Top of Text passage

The suit, by Doyle Byrnes, one of the students who were kicked out, says that the dispute was set off by events on a trip in November to a medical center. There, Byrnes and six other students were taught by an instructor about the functions of the placenta, and were encouraged to touch and closely examine a placenta.

One student asked the instructor for permission for the students to take photographs of themselves with the placenta with the idea of putting the photos on their Facebook pages, the lawsuit says. The students said that they were excited about what they had learned that day and wanted to share their excitement with friends and family members -- via Facebook.

According to the suit, the instructor implied consent to this activity by saying that they needed to be sure that any photograph with the placenta did not have any identifying information about the woman from whom the placenta came (the photos in question did not), and by remarking "oh, you girls," about the idea of posting the photographs on Facebook.

Byrnes posted a photograph on her Facebook page, but a few hours later, when the instructor called to complain about it, she took it down -- after first asking the instructor if she was in trouble and being told that she was not, and she has since removed her Facebook account. (The Kansas City Star has published the photo.) According to the suit, she and the three other students who posted photographs were quickly expelled. (The college says that "expelled" is incorrect because they are permitted to apply to be readmitted to the program in August of 2011.) Byrnes was in good standing, and set to graduate in May; the suit says that she was never given an opportunity to present evidence on her behalf (such as the instructor's implied consent), and that her appeals were denied without any due process. The suit asks for her readmission and the opportunity to take the final exams for her fall courses -- permission for which she requested without succes after being expelled.

The suit says that because Byrnes is planning to move outside of the area after this spring, and could face difficulty getting into a new nursing program having been kicked out of the one at Johnson County, she faces a real hardship because of the way the college treated her. She is seeking an injunction ordering her readmission before classes start this semester.

According to college documents quoted in in the suit, Byrnes and the other students were expelled for issues of "demeanor and lack of professional behavior."

The president's statement said: "Because we cannot tolerate such unprofessional behavior in our students, we took what we believed to be appropriate action. The behaviors of the students were insensitive and disrespectful toward the mother and the human tissue involved. The fact that this story has so quickly gone viral is evidence itself of how damaging social media can be if not used appropriately."

Bottom of Text passage

◆ **What to do**: From the text on the nursing students' lawsuit above, print the passage starting with "One student asked" and going on through "-- via Facebook.", word for word.

Top of Information supplied

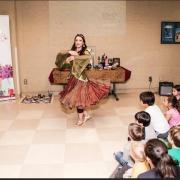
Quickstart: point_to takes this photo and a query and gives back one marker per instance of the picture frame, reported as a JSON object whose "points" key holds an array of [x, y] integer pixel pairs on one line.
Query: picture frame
{"points": [[92, 50], [170, 32], [116, 61]]}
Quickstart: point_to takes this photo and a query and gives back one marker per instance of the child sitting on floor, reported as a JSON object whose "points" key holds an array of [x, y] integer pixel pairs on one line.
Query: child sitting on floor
{"points": [[158, 121], [176, 92], [143, 118], [174, 140], [136, 133], [138, 155], [173, 113]]}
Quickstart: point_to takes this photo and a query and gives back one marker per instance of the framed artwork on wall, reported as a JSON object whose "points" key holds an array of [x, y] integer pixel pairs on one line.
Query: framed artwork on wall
{"points": [[170, 32]]}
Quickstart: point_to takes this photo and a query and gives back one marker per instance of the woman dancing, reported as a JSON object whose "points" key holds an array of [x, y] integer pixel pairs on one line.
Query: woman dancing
{"points": [[80, 91]]}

Bottom of Information supplied

◆ **Answer section**:
One student asked the instructor for permission for the students to take photographs of themselves with the placenta with the idea of putting the photos on their Facebook pages, the lawsuit says. The students said that they were excited about what they had learned that day and wanted to share their excitement with friends and family members -- via Facebook.